§ SELECTED PASSAGE
-- -- --

I think they can get back to much higher profits next year once the pandemic is done. The lower revenue is revenue deferred not revenue lost because a lot of the projects Bilby has contracts for is not discretionary and it must be done so a backlog of work is building. Purdy founded in 1984 and DCB Kent founded in 2001 have strong histories winning long term contracts. Two of the last big contracts won are a 5 year £29m contract for gas servicing, repairs and installations for Homes for Haringey and a 4 year £58m contract for heating installation, servicing and maintenance with Eastern Procurement.

The future
The short term will not be great because of covid but everyone knows that like they know that with most companies. Longer term, Bullen has got the visible revenue book back to growth. At 30 September 2020 visible revenues had risen from £172.1m to £182.4m because of new, renewed and extended contracts. Bullen sees a path to deliver long term sustainable growth.

Bilby will benefit too from the governments greener building initiative. The government has pledged over £1.00b of funding for these new era buildings and there is a need to build more than 380000 homes every year for the next 15 years. Bilby discuss that these buildings will not be connected to the gas grid from 2023 and will be zero carbon ready. The government in addition is aiming for 600000 heat pump installations per year by 2028 and £1.3b has been made available for electric vehicle charge point rollouts across UK councils. Bilby has prepared itself for these opportunities.

The chart looks positive for more gains and the valuation leaves a lot of room for Bilby to recover with Bullen in charge. I can see Bilby at 80p in 2 years, worked out on 13 times earnings of 6 eps.

-- -- --

Rewrite the paragraph of the Bilby commentary that begins "Bilby will benefit too" as a short bulleted list that keeps its main facts. The rows after this text aren't needed.

-- -- --

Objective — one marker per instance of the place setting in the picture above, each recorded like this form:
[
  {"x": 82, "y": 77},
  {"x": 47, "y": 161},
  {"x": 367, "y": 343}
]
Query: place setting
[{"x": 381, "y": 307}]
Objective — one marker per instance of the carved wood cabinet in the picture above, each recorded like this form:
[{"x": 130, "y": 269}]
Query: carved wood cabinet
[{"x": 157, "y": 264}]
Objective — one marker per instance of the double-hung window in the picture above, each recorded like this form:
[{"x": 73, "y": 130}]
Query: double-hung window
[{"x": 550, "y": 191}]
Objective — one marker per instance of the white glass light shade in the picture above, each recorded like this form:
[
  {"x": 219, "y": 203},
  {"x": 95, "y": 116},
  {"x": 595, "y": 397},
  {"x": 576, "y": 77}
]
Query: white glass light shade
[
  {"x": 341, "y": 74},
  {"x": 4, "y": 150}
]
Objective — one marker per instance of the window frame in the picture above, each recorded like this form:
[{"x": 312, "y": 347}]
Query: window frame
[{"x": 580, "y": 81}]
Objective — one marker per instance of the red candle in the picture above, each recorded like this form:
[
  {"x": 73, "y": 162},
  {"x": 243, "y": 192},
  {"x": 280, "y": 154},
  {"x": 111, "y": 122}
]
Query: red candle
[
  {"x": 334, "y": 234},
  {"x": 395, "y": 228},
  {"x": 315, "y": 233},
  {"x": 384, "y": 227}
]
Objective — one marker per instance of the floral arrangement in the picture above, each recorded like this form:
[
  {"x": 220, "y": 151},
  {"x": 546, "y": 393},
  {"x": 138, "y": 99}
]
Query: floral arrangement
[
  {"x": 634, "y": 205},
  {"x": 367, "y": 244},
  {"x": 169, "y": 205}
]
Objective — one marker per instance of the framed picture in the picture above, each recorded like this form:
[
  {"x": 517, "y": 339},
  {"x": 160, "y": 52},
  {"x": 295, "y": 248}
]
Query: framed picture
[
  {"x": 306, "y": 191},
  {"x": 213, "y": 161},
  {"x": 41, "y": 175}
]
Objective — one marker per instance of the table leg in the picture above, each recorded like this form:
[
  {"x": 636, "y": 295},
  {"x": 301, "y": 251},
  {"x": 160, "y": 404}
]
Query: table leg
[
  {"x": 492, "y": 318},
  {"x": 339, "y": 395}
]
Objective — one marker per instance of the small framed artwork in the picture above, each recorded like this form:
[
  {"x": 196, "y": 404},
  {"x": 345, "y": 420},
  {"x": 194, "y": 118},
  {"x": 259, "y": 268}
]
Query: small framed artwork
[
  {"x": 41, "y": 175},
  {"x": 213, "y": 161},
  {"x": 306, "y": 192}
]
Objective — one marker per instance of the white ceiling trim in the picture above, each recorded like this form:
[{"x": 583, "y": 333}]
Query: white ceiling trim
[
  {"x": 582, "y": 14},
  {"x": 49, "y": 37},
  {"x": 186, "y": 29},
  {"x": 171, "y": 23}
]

-- -- --

§ SOLUTION FOR THIS TASK
- Bilby stands to benefit from the government's greener building initiative.
- The government has pledged over £1.00b for these new buildings, and more than 380000 homes need to be built every year for the next 15 years.
- Bilby notes that from 2023 these buildings will not be connected to the gas grid and will be zero carbon ready.
- The government aims for 600000 heat pump installations per year by 2028.
- £1.3b is available for electric vehicle charge point rollouts across UK councils.
- Bilby has prepared itself for these opportunities.